I went to high school in a different Newtown (Pennsylvania). During my junior year, five sudden deaths cracked our confidence that tomorrow wouldn't be more horrific than today. The explosion of extinction was impossible to comprehend in our bucolic, privileged boarding-school world.
In November, President Kennedy was assassinated.
Three weeks later, my close friend Katie's mother died of a brain hemorrhage.
Eight weeks after that, my father died of a massive heart attack.
A month after that, the school librarian committed suicide.
A week after that, the 28-year-old wife of our favorite teacher also died of a brain hemorrhage.
In our 16-year-old way, we cleverly covered our bottomless grief with sarcasm, irony, and humor. I returned from my father's funeral to find a note that Katie had left on my pillow.
"Welcome to The Club," it said, inviting me to join her and her roommate, Lee, whose father had committed suicide a few years earlier, in a cynical game: We would ferret out the parental status of every student and give awards for people with the worst family situation--like the boy whose parents died and whose adoptive parents then got divorced. We "presented" the accolades secretly, of course, because those not in The Club didn't understand our pathetic, yet for us, life-sustaining "research." We named the school librarian "President-in-Absentia" of The Club.
Oh. I almost forgot. In June of that year, the three civil rights workers were murdered in Mississippi. The younger brother of one of them became a lifelong friend when he and I, and the following year, Katie, all went to Antioch College.
Nearly half a century has gone by since the founding of The Club and I still think about that string of deaths, especially my father's, almost every day.

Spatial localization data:
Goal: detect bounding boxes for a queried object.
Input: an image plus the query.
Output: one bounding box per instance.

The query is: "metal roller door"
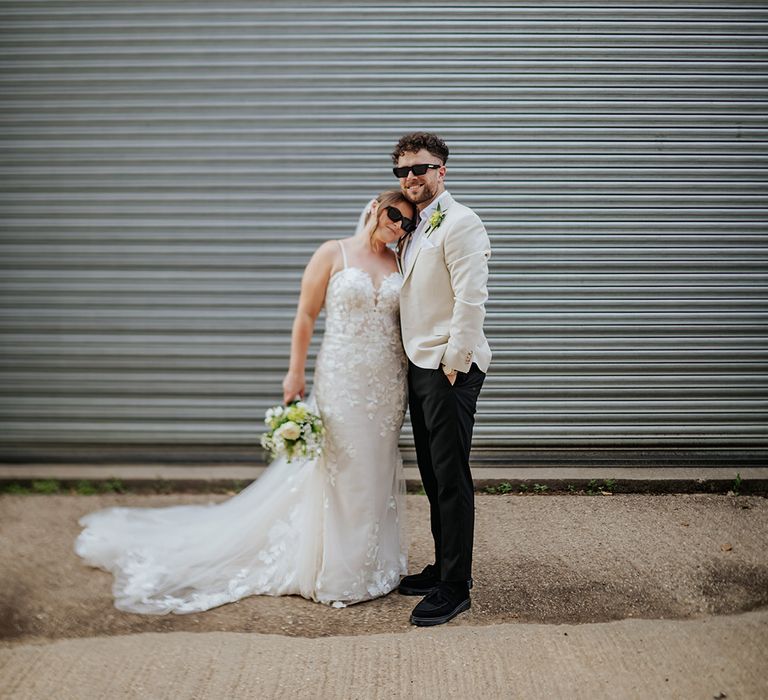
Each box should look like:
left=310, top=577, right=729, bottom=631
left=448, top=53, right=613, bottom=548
left=0, top=0, right=768, bottom=462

▶ What you are asked to do: In the essay, the lines starting with "In November" and ending with "A week after that" describe five deaths. List each person who died and the cause the essay gives. The entries are separate material and have no connection to the essay.

▶ Reply:
- President Kennedy: assassinated
- Katie's mother: brain hemorrhage
- The writer's father: massive heart attack
- The school librarian: suicide
- The 28-year-old wife of the favorite teacher: brain hemorrhage